Each line of the material below that holds the word "large" needs to be copied.

• _Excerpted data_
+++

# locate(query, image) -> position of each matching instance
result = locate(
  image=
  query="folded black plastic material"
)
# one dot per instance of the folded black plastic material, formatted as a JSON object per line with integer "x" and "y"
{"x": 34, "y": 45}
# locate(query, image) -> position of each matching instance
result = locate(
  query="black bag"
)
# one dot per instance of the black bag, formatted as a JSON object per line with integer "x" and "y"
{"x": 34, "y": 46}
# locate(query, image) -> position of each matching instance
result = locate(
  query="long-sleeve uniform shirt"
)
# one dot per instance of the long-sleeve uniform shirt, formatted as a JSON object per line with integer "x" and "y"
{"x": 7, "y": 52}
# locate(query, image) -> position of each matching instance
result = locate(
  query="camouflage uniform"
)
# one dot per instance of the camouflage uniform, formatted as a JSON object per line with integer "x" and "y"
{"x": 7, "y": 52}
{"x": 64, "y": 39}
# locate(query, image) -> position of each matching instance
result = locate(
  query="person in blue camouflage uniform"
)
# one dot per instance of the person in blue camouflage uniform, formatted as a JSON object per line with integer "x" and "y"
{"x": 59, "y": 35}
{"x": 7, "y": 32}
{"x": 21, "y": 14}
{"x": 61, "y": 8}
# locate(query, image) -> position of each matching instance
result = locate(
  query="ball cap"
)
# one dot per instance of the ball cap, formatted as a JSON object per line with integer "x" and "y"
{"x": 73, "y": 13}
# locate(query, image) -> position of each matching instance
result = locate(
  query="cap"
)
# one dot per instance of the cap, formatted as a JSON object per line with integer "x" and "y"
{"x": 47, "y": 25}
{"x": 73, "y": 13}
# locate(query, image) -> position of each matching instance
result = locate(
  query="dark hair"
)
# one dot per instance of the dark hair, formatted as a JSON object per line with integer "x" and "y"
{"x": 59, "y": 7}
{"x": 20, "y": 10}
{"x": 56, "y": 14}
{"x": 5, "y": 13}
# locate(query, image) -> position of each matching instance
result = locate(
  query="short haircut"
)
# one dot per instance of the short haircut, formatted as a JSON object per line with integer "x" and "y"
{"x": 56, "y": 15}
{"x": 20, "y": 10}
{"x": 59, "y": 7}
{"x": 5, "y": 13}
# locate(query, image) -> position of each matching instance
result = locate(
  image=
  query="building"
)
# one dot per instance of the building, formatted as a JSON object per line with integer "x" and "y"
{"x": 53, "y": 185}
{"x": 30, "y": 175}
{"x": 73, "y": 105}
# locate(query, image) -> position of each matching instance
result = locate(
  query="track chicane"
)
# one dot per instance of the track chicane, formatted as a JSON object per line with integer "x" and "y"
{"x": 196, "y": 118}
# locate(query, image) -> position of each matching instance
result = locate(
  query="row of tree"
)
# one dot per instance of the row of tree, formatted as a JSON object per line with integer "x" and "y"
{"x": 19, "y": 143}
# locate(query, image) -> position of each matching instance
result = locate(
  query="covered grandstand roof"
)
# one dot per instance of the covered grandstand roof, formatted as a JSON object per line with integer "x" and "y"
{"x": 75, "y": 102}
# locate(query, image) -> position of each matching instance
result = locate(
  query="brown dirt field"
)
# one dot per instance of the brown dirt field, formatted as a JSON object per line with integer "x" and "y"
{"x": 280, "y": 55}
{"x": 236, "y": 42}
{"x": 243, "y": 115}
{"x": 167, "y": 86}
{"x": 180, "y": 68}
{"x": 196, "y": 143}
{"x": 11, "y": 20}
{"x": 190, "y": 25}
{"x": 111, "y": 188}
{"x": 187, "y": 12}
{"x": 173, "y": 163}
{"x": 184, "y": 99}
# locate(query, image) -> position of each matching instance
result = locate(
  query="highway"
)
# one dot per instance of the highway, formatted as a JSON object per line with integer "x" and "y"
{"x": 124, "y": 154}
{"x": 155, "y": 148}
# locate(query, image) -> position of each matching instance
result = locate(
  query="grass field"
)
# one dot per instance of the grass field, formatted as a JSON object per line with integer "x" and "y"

+++

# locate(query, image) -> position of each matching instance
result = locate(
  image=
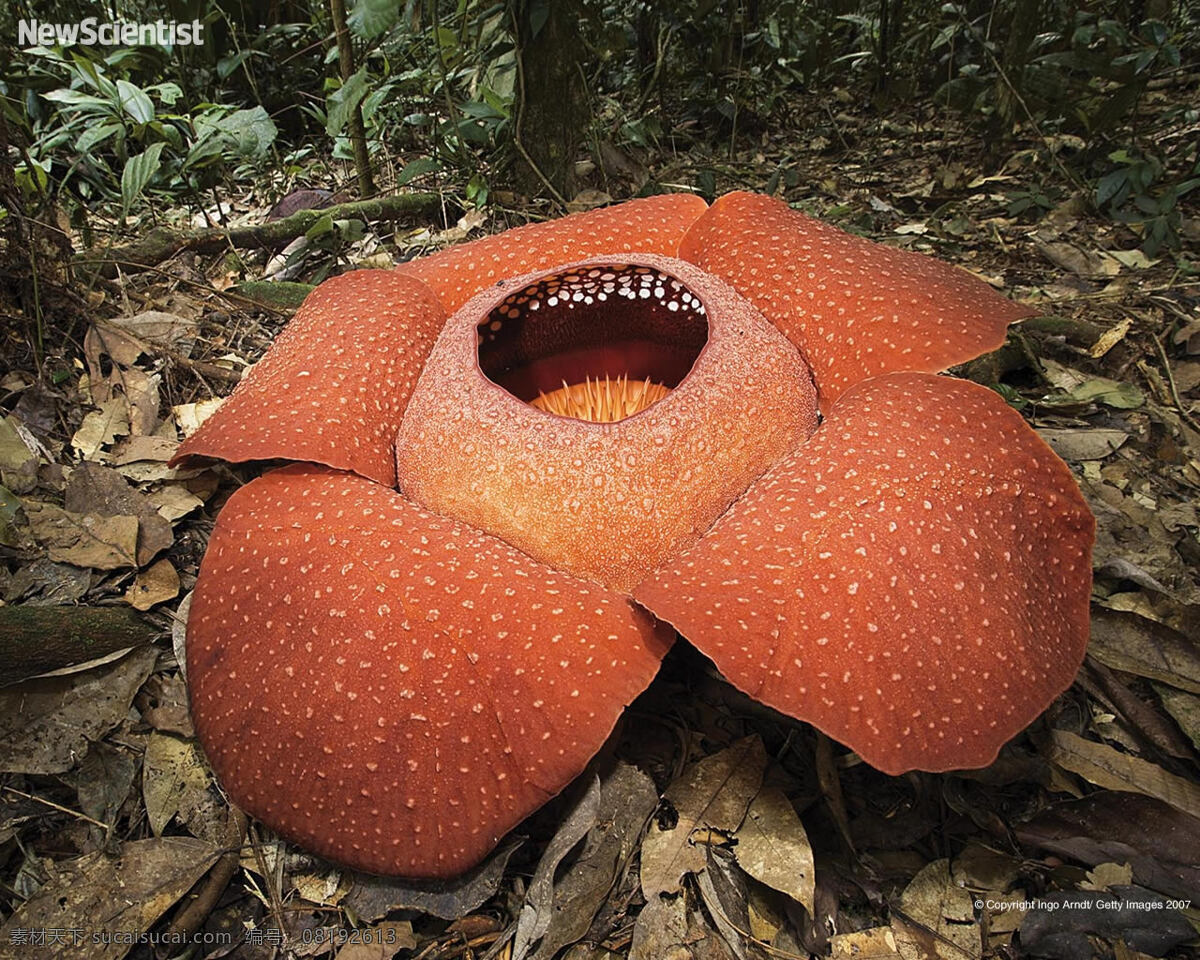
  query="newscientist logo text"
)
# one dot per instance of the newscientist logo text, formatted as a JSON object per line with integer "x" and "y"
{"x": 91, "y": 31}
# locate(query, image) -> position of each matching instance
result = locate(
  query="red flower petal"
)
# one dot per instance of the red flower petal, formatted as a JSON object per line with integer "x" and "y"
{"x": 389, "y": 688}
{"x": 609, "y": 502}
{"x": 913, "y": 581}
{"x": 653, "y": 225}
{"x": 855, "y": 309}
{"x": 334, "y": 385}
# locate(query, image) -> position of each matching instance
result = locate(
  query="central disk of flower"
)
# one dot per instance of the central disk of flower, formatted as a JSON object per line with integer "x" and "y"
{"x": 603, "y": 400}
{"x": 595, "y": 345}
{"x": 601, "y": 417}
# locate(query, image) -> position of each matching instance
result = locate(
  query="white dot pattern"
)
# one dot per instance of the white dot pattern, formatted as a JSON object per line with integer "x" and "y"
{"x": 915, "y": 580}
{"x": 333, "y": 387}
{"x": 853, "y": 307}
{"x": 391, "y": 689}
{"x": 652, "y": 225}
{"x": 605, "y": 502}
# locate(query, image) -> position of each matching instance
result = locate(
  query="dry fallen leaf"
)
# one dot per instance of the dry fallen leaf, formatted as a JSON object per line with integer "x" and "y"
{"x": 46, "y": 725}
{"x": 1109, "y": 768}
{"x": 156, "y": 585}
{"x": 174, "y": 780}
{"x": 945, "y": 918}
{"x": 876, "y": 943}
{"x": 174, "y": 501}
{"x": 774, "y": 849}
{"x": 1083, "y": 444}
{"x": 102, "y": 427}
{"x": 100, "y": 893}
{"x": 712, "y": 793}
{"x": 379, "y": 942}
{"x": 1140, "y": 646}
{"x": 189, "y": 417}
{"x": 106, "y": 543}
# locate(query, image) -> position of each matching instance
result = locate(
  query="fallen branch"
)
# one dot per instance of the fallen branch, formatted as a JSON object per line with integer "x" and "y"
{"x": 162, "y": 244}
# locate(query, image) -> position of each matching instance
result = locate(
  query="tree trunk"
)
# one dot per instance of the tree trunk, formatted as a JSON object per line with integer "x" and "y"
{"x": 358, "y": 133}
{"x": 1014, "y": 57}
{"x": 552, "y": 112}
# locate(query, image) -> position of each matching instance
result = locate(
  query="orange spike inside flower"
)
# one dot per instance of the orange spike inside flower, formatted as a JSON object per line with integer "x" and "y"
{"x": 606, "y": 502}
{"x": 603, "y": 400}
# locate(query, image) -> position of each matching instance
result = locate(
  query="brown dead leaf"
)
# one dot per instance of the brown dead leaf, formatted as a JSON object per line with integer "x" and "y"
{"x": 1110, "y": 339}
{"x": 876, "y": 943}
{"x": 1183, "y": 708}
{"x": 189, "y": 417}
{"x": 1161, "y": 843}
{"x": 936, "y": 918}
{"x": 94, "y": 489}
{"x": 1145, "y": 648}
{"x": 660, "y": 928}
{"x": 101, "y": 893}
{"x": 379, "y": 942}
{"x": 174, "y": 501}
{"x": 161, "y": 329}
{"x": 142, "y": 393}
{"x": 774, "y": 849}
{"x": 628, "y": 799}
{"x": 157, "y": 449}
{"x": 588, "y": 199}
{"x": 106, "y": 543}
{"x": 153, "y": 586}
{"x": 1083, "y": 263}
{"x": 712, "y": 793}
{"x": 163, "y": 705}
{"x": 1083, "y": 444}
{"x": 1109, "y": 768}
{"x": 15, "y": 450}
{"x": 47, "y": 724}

+++

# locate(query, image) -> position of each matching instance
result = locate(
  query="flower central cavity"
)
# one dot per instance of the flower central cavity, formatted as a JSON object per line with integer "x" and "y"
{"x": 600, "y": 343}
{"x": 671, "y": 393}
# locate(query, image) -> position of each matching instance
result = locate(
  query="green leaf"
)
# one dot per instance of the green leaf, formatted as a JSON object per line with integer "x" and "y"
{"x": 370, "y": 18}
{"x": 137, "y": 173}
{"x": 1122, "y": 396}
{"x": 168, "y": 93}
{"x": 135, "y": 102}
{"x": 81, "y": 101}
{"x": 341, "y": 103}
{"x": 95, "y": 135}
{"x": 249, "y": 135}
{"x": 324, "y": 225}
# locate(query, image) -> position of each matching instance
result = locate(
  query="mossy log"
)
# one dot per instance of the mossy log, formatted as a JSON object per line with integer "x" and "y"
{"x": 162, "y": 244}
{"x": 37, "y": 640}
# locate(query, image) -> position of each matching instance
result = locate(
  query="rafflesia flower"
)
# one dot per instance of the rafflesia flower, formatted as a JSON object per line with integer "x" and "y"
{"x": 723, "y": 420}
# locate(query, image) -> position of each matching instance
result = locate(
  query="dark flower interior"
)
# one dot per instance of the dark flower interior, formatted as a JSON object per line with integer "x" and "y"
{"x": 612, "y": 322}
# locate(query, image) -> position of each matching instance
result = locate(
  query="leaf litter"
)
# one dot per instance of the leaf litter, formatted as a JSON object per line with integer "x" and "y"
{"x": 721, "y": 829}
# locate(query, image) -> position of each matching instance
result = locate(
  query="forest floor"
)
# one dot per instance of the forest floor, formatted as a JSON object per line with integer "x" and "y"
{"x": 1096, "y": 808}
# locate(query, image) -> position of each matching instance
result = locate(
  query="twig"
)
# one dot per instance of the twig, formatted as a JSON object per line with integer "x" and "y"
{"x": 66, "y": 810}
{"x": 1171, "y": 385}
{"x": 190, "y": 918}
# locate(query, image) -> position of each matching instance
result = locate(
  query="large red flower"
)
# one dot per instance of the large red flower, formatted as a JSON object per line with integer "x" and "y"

+++

• _Exercise response_
  query="large red flower"
# one dot per instance of the large red flower, formatted as a JSON object per line with integer "x" and "y"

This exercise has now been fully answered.